▸ やること: 慢性腎臓病とVASH-1に関する研究課題の本文を、一字も変えずに全文書き写すこと。

研究課題
慢性腎臓病(CKD)患者は本邦にて1,330万人超と推計され、CKDから末期腎不全に至り透析療法を施行される患者数は本邦にて年々増加し約29万人に至る。CKDは心血管系合併症危険因子でもあり進展制御法の開発が国家的課題である。慢性腎障害の進展過程にて糸球体硬化・尿細管間質病変(炎症細胞浸潤・線維化)が共通して観察される。 内因性血管新生抑制因子の一つであるVasohibin-1(VASH-1)は活発な血管新生時には発現が低下し、血管新生終息部位にて発現増加し、血管新生の終息/血管成熟に寄与すると考えられる。VASH-1のホモログVASH-2は、主として単核球等に由来するが、sprouting等の血管新生を促進する作用を持つ。本研究では、VASH-1ノックアウトマウスを用いて、糖尿病性腎症、尿細管間質障害等の腎疾患モデルを作成し、内因性VASH-1の腎保護機能と作用機序について検討した。野生型マウスに比してVASH-1へテロ欠損マウスでは、1型糖尿病に伴うアルブミン尿、糸球体肥大、メサンギウム基質増加等の増悪が観察され、腎皮質における繊維化促進因子TGF-beta1・ケモカインMCP-1発現の増加、VEGF発現の増加、angiopoietin-1/2比の低下が観察された。糸球体スリット膜密度の低下や、nephrin発現異常がVASH-1欠損群にて観察され,アルブミン尿増加との関連が示唆された。また、片側尿管結紮(UUO)モデルを用いた検討にて、野生型マウスに比してVASH-1へテロ欠損マウスでは、腎間質線維化、間質I・III型コラーゲン蓄積、間質単球浸潤、腎皮質でのTGF-beta1発現・MCP-1発現増加が観察された。ヒト腎生検組織を用いたVASH-1発現の免疫組織化学による検討を75例にて実施し,腎組織学的変化や臨床指標との関連について検討を行っている。

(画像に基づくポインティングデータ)
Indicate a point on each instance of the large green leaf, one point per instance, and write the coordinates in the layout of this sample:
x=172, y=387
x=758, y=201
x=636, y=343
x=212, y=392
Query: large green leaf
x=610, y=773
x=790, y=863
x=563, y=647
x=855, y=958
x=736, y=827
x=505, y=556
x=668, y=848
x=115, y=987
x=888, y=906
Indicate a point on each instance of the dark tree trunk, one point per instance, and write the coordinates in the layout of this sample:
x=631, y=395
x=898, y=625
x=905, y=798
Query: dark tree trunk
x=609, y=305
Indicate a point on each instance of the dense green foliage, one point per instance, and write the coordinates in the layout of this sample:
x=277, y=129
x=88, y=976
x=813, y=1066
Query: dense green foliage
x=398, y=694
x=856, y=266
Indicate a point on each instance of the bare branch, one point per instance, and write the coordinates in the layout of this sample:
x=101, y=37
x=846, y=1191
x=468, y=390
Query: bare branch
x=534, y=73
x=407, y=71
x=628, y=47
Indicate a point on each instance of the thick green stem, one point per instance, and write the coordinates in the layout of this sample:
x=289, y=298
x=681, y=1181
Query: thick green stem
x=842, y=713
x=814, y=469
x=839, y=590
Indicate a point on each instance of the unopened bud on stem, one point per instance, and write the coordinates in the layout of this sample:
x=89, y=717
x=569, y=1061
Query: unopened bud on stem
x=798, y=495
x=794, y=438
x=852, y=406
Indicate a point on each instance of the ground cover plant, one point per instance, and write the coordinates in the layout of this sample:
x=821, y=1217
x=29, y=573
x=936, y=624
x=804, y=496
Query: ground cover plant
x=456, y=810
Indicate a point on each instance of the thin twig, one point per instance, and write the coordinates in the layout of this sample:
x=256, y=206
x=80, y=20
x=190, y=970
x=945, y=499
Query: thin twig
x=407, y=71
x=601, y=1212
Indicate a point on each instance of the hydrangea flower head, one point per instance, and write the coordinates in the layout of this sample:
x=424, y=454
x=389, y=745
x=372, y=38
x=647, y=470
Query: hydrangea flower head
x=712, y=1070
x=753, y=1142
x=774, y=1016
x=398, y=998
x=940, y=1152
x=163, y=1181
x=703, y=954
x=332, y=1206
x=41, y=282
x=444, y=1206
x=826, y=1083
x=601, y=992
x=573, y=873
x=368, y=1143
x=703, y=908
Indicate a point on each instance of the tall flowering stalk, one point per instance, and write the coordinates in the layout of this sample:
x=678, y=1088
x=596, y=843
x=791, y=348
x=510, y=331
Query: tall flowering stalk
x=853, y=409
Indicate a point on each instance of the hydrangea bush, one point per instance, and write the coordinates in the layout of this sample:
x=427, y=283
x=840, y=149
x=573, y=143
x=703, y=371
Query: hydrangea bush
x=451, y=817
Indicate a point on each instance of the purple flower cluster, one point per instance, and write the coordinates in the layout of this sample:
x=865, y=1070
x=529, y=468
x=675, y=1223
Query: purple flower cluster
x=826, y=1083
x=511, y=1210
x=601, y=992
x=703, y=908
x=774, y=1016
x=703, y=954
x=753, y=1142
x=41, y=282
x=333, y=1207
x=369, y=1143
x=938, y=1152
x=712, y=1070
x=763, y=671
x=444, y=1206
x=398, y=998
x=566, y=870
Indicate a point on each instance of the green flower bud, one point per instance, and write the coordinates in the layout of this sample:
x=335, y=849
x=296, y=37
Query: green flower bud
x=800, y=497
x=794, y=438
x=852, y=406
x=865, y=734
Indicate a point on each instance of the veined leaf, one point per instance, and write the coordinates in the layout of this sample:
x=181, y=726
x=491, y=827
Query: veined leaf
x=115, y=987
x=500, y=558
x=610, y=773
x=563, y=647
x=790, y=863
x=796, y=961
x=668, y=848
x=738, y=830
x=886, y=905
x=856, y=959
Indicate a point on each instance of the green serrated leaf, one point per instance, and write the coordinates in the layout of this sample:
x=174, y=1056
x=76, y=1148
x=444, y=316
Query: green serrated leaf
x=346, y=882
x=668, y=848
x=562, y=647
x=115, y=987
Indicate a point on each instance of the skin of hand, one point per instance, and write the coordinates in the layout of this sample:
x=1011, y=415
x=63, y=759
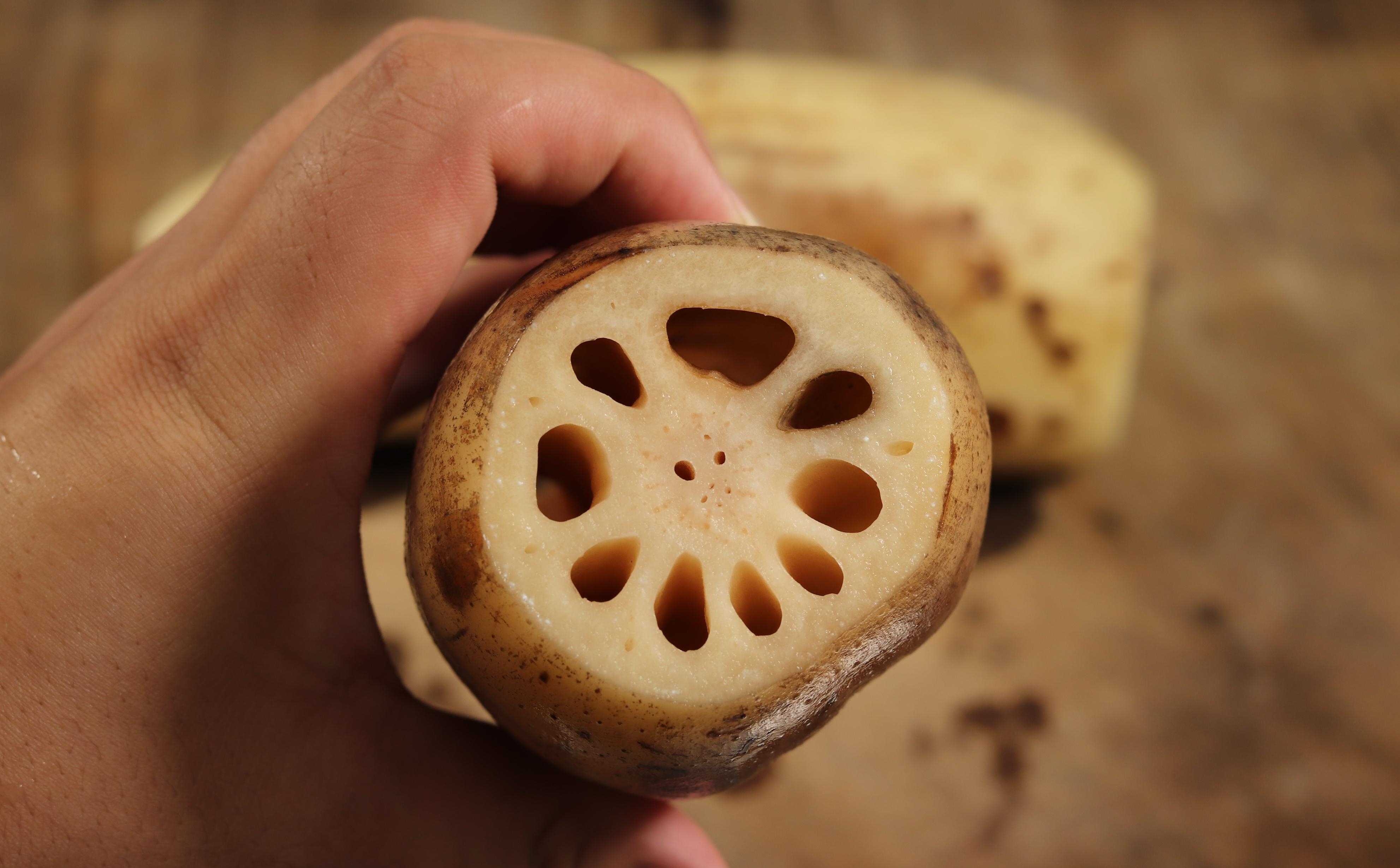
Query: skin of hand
x=190, y=667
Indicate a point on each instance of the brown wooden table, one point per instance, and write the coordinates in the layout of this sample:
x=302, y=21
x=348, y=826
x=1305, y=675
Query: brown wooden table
x=1186, y=656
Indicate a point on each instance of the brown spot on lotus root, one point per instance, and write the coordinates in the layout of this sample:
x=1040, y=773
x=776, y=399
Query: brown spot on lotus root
x=455, y=570
x=681, y=611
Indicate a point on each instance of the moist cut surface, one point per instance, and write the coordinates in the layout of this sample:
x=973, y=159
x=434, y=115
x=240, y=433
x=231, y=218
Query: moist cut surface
x=702, y=465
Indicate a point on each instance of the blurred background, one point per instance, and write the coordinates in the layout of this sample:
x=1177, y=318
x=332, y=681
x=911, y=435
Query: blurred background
x=1185, y=651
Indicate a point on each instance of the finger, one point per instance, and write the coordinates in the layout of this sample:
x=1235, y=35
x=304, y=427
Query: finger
x=478, y=798
x=481, y=283
x=248, y=169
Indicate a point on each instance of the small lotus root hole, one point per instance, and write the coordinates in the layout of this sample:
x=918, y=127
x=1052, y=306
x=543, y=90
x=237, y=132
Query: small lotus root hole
x=829, y=400
x=602, y=366
x=838, y=495
x=572, y=472
x=810, y=565
x=681, y=605
x=752, y=600
x=741, y=346
x=602, y=570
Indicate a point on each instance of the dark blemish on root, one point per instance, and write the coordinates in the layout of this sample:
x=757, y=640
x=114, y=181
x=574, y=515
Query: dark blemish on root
x=455, y=569
x=948, y=486
x=1038, y=318
x=759, y=780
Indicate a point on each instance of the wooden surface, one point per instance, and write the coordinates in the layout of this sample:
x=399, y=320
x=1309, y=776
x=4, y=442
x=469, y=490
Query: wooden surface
x=1186, y=656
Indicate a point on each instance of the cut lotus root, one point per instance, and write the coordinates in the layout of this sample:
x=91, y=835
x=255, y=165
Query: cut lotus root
x=685, y=489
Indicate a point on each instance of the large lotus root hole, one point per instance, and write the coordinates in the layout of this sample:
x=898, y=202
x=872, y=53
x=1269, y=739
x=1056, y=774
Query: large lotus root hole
x=572, y=474
x=810, y=565
x=602, y=570
x=740, y=345
x=831, y=398
x=838, y=495
x=681, y=605
x=602, y=365
x=752, y=600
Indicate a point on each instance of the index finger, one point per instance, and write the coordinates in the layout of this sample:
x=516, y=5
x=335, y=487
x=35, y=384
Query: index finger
x=349, y=247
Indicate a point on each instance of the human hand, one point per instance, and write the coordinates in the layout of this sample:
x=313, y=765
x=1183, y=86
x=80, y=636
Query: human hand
x=190, y=668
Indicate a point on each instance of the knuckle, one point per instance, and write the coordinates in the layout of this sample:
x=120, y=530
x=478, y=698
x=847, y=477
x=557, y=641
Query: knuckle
x=421, y=69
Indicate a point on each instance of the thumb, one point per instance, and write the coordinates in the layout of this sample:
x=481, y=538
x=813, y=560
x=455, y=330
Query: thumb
x=475, y=797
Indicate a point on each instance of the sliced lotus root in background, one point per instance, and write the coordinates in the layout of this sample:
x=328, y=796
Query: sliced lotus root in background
x=685, y=489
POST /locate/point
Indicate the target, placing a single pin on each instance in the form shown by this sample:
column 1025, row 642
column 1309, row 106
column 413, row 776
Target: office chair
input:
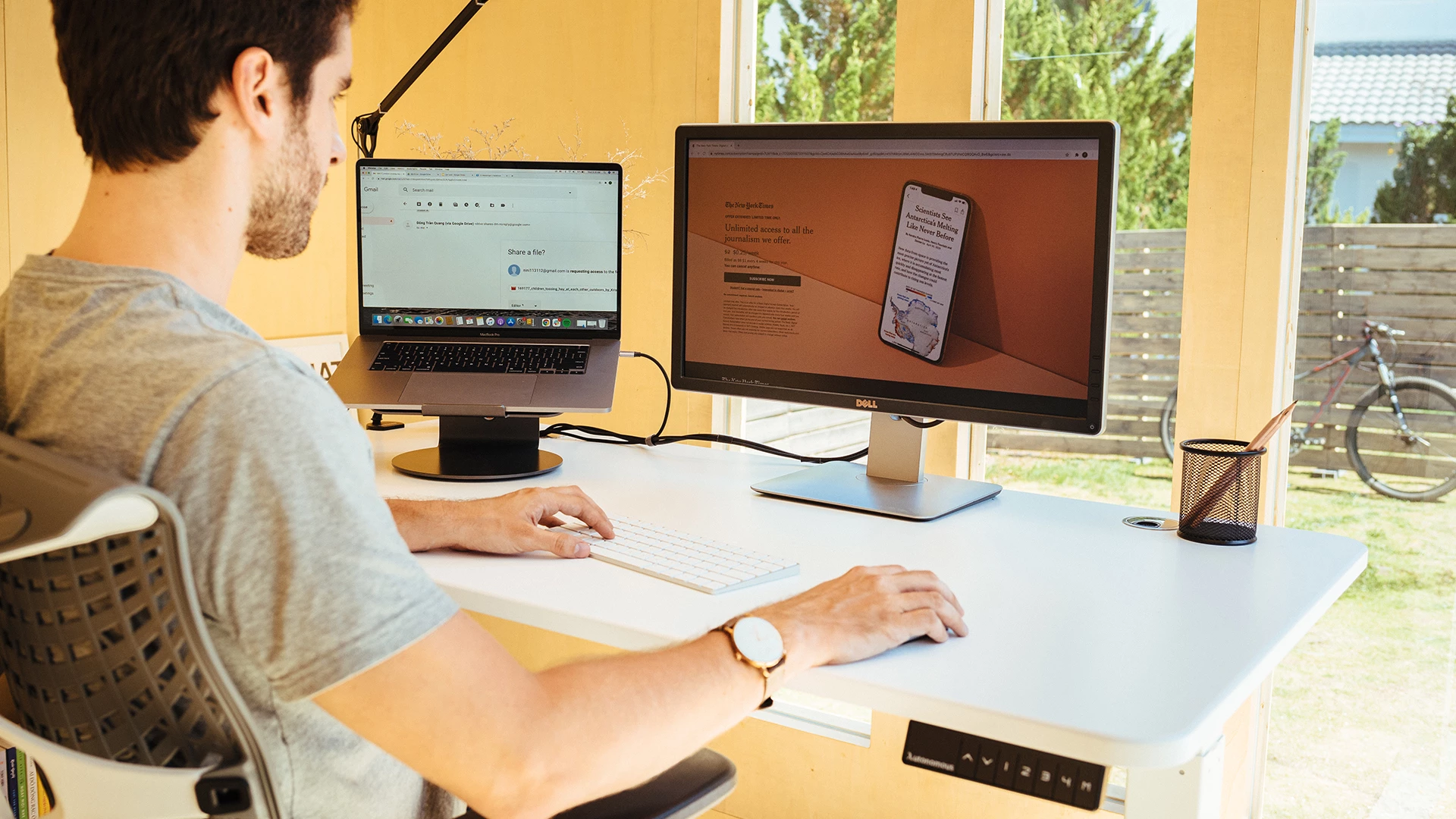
column 124, row 703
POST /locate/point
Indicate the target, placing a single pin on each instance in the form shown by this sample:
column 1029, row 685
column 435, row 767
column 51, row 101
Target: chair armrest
column 89, row 787
column 682, row 792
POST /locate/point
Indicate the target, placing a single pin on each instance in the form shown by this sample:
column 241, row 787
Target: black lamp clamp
column 366, row 126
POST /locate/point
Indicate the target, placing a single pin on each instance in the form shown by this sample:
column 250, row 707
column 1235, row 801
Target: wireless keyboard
column 677, row 557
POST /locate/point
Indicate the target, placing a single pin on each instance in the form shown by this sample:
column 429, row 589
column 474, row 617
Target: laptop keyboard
column 436, row 357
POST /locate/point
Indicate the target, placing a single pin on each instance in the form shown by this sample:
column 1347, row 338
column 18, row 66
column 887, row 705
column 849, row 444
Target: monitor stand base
column 481, row 449
column 893, row 483
column 849, row 487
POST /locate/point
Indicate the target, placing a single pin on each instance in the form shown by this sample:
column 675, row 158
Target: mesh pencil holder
column 1220, row 491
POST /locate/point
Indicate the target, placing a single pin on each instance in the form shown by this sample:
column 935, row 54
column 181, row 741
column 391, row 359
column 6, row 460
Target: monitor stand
column 476, row 447
column 893, row 483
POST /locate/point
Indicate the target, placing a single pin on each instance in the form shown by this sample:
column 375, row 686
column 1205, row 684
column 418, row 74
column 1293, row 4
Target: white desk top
column 1088, row 637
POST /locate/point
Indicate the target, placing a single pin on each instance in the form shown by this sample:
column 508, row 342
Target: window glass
column 820, row 61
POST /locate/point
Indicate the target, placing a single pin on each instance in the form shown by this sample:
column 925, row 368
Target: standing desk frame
column 1088, row 639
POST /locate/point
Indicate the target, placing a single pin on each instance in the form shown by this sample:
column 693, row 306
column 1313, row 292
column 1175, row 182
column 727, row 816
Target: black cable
column 598, row 435
column 921, row 425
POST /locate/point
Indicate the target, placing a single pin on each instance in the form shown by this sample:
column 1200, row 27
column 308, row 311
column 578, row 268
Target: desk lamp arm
column 366, row 126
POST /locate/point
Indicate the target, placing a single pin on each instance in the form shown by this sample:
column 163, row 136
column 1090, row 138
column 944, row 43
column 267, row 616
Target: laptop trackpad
column 469, row 388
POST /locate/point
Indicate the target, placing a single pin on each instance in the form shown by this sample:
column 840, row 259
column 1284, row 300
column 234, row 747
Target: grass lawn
column 1363, row 706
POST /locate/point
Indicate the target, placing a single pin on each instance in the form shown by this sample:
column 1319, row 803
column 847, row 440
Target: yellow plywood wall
column 618, row 76
column 46, row 174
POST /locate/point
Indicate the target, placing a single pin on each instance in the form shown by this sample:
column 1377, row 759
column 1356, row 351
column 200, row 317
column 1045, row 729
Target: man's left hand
column 503, row 525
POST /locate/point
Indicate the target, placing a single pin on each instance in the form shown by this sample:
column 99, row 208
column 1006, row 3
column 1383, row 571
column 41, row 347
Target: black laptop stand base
column 481, row 449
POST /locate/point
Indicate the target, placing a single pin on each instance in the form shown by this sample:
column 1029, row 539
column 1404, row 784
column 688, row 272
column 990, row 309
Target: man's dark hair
column 142, row 74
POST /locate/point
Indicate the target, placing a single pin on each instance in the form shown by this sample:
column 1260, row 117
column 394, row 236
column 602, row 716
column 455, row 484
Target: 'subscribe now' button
column 762, row 279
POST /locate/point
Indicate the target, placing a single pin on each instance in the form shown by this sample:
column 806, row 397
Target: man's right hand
column 864, row 613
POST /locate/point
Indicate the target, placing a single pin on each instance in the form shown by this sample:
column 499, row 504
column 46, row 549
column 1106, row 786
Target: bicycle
column 1402, row 419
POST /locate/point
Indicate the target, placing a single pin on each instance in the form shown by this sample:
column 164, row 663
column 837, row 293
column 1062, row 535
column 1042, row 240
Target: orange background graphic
column 1027, row 262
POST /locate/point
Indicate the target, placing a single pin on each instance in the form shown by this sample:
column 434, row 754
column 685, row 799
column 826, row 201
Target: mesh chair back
column 98, row 659
column 104, row 646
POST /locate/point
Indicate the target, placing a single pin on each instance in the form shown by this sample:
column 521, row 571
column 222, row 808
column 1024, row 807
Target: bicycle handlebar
column 1382, row 328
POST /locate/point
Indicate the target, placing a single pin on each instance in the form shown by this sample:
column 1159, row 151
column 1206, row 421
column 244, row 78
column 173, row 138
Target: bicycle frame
column 1369, row 350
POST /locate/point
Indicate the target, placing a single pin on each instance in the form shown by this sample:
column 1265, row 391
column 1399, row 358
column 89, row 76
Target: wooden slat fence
column 1401, row 275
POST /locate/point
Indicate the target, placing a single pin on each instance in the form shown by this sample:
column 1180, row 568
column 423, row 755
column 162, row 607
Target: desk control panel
column 1009, row 767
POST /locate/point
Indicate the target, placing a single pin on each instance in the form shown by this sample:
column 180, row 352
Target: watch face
column 758, row 640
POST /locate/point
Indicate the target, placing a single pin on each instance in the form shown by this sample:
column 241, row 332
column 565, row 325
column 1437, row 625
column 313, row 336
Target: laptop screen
column 498, row 248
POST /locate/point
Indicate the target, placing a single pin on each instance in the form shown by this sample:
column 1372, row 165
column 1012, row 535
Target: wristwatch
column 761, row 646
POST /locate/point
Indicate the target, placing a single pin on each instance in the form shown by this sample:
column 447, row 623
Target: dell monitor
column 490, row 295
column 956, row 271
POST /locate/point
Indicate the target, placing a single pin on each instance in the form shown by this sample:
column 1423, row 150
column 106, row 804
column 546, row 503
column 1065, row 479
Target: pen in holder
column 1220, row 488
column 1220, row 491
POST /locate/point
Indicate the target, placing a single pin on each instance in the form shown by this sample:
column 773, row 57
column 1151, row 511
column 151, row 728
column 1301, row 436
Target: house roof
column 1382, row 82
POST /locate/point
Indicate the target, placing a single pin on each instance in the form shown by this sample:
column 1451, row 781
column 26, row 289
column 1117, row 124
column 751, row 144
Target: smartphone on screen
column 925, row 267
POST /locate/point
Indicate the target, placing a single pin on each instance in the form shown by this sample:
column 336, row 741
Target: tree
column 1326, row 161
column 1097, row 60
column 1424, row 183
column 837, row 61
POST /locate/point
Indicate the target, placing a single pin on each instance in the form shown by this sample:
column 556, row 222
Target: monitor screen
column 957, row 271
column 491, row 248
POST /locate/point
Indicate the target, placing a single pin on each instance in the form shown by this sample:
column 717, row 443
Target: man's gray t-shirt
column 300, row 570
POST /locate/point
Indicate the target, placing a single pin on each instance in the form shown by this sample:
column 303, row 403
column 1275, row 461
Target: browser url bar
column 504, row 191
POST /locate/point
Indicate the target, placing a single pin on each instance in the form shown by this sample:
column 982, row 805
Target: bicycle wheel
column 1165, row 423
column 1420, row 465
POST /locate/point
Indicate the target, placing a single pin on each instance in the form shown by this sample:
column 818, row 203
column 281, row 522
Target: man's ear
column 259, row 93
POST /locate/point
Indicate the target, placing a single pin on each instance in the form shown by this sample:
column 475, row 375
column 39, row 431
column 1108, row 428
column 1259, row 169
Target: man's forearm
column 457, row 708
column 425, row 523
column 620, row 720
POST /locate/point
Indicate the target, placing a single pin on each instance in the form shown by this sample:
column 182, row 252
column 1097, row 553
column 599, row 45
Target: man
column 210, row 127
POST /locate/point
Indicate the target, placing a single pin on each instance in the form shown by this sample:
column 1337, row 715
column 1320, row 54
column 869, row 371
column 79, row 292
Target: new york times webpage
column 960, row 262
column 490, row 240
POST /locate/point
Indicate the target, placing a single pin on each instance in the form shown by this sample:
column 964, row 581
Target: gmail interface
column 457, row 243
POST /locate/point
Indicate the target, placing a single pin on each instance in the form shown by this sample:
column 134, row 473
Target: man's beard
column 284, row 203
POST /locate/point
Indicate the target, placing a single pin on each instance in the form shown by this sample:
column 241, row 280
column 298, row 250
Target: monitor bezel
column 1015, row 410
column 367, row 328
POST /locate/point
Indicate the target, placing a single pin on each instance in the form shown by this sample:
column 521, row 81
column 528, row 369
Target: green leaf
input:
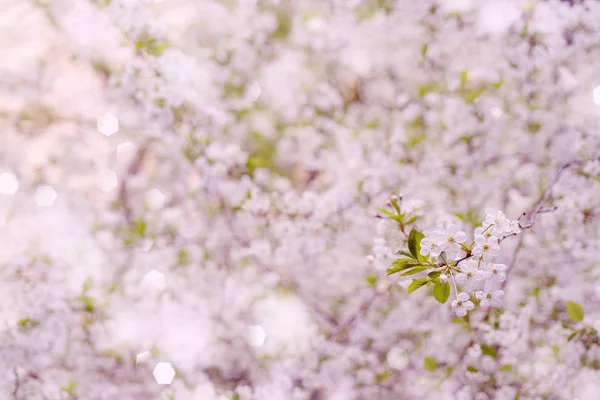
column 441, row 292
column 417, row 283
column 413, row 271
column 489, row 350
column 430, row 364
column 575, row 311
column 572, row 336
column 411, row 220
column 414, row 244
column 400, row 265
column 404, row 253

▸ 作業結果:
研究課題
慢性腎臓病(CKD)患者は本邦にて1,330万人超と推計され、CKDから末期腎不全に至り透析療法を施行される患者数は本邦にて年々増加し約29万人に至る。CKDは心血管系合併症危険因子でもあり進展制御法の開発が国家的課題である。慢性腎障害の進展過程にて糸球体硬化・尿細管間質病変(炎症細胞浸潤・線維化)が共通して観察される。 内因性血管新生抑制因子の一つであるVasohibin-1(VASH-1)は活発な血管新生時には発現が低下し、血管新生終息部位にて発現増加し、血管新生の終息/血管成熟に寄与すると考えられる。VASH-1のホモログVASH-2は、主として単核球等に由来するが、sprouting等の血管新生を促進する作用を持つ。本研究では、VASH-1ノックアウトマウスを用いて、糖尿病性腎症、尿細管間質障害等の腎疾患モデルを作成し、内因性VASH-1の腎保護機能と作用機序について検討した。野生型マウスに比してVASH-1へテロ欠損マウスでは、1型糖尿病に伴うアルブミン尿、糸球体肥大、メサンギウム基質増加等の増悪が観察され、腎皮質における繊維化促進因子TGF-beta1・ケモカインMCP-1発現の増加、VEGF発現の増加、angiopoietin-1/2比の低下が観察された。糸球体スリット膜密度の低下や、nephrin発現異常がVASH-1欠損群にて観察され,アルブミン尿増加との関連が示唆された。また、片側尿管結紮(UUO)モデルを用いた検討にて、野生型マウスに比してVASH-1へテロ欠損マウスでは、腎間質線維化、間質I・III型コラーゲン蓄積、間質単球浸潤、腎皮質でのTGF-beta1発現・MCP-1発現増加が観察された。ヒト腎生検組織を用いたVASH-1発現の免疫組織化学による検討を75例にて実施し,腎組織学的変化や臨床指標との関連について検討を行っている。